[WHAT YOU WILL DO] Nothing in the entries may be dropped: restate them word for word.

[DATA FOR ANALYSIS]
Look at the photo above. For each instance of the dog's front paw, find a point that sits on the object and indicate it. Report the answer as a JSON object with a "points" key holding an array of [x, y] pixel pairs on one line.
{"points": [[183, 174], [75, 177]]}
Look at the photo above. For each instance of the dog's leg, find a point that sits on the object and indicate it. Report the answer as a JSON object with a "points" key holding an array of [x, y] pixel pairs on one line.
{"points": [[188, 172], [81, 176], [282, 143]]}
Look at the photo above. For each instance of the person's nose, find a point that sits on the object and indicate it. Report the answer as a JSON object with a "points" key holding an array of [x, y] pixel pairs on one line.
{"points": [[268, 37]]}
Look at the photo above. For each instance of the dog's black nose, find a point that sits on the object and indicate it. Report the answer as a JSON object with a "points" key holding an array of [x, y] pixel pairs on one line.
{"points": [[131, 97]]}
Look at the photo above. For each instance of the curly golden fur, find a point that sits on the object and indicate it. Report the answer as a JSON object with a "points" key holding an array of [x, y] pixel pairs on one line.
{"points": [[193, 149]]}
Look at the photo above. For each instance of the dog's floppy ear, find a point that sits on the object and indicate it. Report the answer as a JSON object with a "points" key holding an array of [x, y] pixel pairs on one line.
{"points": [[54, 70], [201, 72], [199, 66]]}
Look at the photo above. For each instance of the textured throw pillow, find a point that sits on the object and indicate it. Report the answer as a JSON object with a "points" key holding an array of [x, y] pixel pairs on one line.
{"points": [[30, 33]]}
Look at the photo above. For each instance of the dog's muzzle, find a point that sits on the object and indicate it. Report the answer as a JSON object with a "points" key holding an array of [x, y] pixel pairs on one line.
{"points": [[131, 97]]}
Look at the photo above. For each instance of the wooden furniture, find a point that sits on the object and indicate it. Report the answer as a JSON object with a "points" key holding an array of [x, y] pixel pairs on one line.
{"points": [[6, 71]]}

[FINAL ANSWER]
Look at the photo above. For each instance of the dog's front paw, find a point that sits on the object and indicate it. Report the answer as a JSON object with a "points" key holding an array of [x, y] pixel pairs on one line.
{"points": [[183, 174], [75, 177]]}
Look at the photo above. For each instance of the dog's leg, find a point that sits on the object and indicate it. Report the answer as a JSON object with a "points" key holding an array of [x, y] pixel pairs on one line.
{"points": [[188, 172], [81, 176], [282, 143]]}
Look at the photo above. For each instance of the person's nose, find a point that sits on the object and indicate it. Report the answer as a JSON object with a "points" key holding an array of [x, y] pixel pairs on one line.
{"points": [[268, 37]]}
Look at the photo above. For each instance of the dog's black nose, find a point that sits on the object and indicate it. Report the answer as a JSON object with a "points" key holding an array of [x, y] pixel pairs on one line.
{"points": [[131, 97]]}
Look at the photo above. For each instance of the curly golden fur, find a point that sits on the object and indicate it. Report the answer as a JSON object with a "points" key holding an array of [x, y] pixel pairs on one line.
{"points": [[193, 149]]}
Look at the photo above. For each instance of the dog's floppy ear, find a point that sits on the object and indicate it. Report the answer as a JSON object with a "points" key holding an array of [x, y] pixel pairs on one line.
{"points": [[54, 70], [201, 72], [199, 66]]}
Look at the photo above. For each instance of the textured throw pillow, find a point that sits on the object and indicate it. Report the answer as a JSON object with a "points" key holding an array of [x, y] pixel pairs on one line.
{"points": [[30, 33]]}
Look at the photo above. For each instance of the dog's muzzle, find a point that sits on the object and indicate it. Report the answer as a JSON object with a "points" key holding an array of [x, y] pixel pairs on one line.
{"points": [[131, 97]]}
Look at the photo above. For each instance of the wooden furniture, find a point that sits on the object and indicate it. Report the answer as a JSON object with a "points" key holding an array of [x, y] pixel pairs on one line.
{"points": [[6, 71]]}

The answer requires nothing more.